Problem —
Copy out the lines of the records below word for word, starting with the line that contains "Definition for annotators: for every instance of the pale" and continuing through the final line of the records, both included.

==== Material provided ====

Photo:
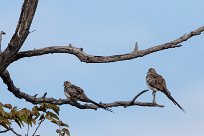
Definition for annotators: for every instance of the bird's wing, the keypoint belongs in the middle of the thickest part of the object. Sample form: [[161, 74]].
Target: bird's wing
[[160, 82], [155, 81]]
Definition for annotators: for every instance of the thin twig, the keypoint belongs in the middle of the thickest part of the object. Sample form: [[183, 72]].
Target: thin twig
[[38, 126]]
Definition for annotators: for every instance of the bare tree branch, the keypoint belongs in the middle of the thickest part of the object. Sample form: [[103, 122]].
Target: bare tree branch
[[84, 57], [22, 30], [21, 95]]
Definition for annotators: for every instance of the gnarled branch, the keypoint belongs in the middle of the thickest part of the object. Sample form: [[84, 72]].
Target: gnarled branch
[[22, 30], [21, 95], [84, 57]]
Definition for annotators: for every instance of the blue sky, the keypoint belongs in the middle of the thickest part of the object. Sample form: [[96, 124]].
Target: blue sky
[[111, 27]]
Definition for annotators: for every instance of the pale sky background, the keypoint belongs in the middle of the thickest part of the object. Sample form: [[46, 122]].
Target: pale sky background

====

Reply to the task —
Definition for annotators: for every instance of the pale sky background, the keypoint belongs in the middle of the thickest part of the object. Sample form: [[46, 122]].
Target: pale sky background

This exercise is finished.